WHAT TO PRODUCE:
Below are some records; reproduce every one of them exactly.

━━━━━ SUPPLIED RECORDS

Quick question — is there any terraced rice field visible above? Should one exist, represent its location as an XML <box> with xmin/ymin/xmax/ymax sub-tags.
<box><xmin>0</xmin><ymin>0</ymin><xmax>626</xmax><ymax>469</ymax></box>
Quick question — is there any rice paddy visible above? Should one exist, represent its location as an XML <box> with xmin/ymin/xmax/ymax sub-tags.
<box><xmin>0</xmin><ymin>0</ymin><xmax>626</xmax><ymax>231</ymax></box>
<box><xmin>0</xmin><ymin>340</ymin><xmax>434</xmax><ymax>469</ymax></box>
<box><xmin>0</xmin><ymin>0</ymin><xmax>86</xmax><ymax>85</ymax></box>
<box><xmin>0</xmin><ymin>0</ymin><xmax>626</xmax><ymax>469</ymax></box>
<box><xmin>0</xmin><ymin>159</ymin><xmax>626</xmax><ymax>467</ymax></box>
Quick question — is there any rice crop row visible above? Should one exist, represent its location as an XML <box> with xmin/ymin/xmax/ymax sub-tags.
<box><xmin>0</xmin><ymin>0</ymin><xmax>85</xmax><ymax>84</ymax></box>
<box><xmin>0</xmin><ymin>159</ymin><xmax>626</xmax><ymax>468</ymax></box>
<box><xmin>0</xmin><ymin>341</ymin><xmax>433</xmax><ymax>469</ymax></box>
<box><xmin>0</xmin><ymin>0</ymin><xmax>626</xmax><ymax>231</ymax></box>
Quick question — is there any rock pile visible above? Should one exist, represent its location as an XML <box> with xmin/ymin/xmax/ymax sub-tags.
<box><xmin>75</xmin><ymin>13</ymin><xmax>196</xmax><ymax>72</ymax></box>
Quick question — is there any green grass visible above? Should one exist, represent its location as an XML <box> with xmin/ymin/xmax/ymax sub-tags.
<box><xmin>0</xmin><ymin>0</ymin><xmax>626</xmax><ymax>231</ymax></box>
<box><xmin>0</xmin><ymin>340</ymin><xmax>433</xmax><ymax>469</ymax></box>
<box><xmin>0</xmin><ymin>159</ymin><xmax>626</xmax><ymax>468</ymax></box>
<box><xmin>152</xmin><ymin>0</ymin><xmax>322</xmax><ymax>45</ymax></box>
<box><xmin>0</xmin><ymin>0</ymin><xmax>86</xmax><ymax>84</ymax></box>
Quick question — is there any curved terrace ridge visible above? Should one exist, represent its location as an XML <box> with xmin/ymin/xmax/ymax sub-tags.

━━━━━━━━━━

OUTPUT:
Quick question — is there any terraced rice field visible above? Should one exist, represent its location as an XML <box> with xmin/ymin/xmax/ymax sub-tags.
<box><xmin>0</xmin><ymin>0</ymin><xmax>626</xmax><ymax>469</ymax></box>
Quick question — is there any rice paddy visible above? Should one exist, represent its location as an XML <box> with xmin/ymin/xmax/ymax sub-tags.
<box><xmin>0</xmin><ymin>0</ymin><xmax>626</xmax><ymax>231</ymax></box>
<box><xmin>0</xmin><ymin>340</ymin><xmax>434</xmax><ymax>469</ymax></box>
<box><xmin>0</xmin><ymin>0</ymin><xmax>86</xmax><ymax>85</ymax></box>
<box><xmin>0</xmin><ymin>0</ymin><xmax>626</xmax><ymax>469</ymax></box>
<box><xmin>0</xmin><ymin>159</ymin><xmax>626</xmax><ymax>467</ymax></box>
Quick question — is there any rice crop row visible above? Should one exist, represent its location as an XML <box> with xmin/ymin/xmax/ymax sub-tags.
<box><xmin>0</xmin><ymin>0</ymin><xmax>85</xmax><ymax>84</ymax></box>
<box><xmin>0</xmin><ymin>159</ymin><xmax>626</xmax><ymax>468</ymax></box>
<box><xmin>0</xmin><ymin>341</ymin><xmax>433</xmax><ymax>469</ymax></box>
<box><xmin>0</xmin><ymin>0</ymin><xmax>626</xmax><ymax>231</ymax></box>
Quick question — is there any rock pile visible above? Should one exist, represent its location as an XML <box> with xmin/ymin/xmax/ymax sub-tags.
<box><xmin>75</xmin><ymin>13</ymin><xmax>196</xmax><ymax>72</ymax></box>
Quick question — is there any green grass visible above? Should one exist, represent its location as an XML <box> with xmin/ymin/xmax/ymax sub-tags.
<box><xmin>0</xmin><ymin>0</ymin><xmax>626</xmax><ymax>231</ymax></box>
<box><xmin>0</xmin><ymin>340</ymin><xmax>433</xmax><ymax>469</ymax></box>
<box><xmin>0</xmin><ymin>159</ymin><xmax>626</xmax><ymax>468</ymax></box>
<box><xmin>152</xmin><ymin>0</ymin><xmax>322</xmax><ymax>45</ymax></box>
<box><xmin>0</xmin><ymin>0</ymin><xmax>86</xmax><ymax>84</ymax></box>
Quick question — is there any curved terrace ridge visible above? Should one exist, represent its location as an XML <box> with xmin/ymin/xmax/ymax sub-tags.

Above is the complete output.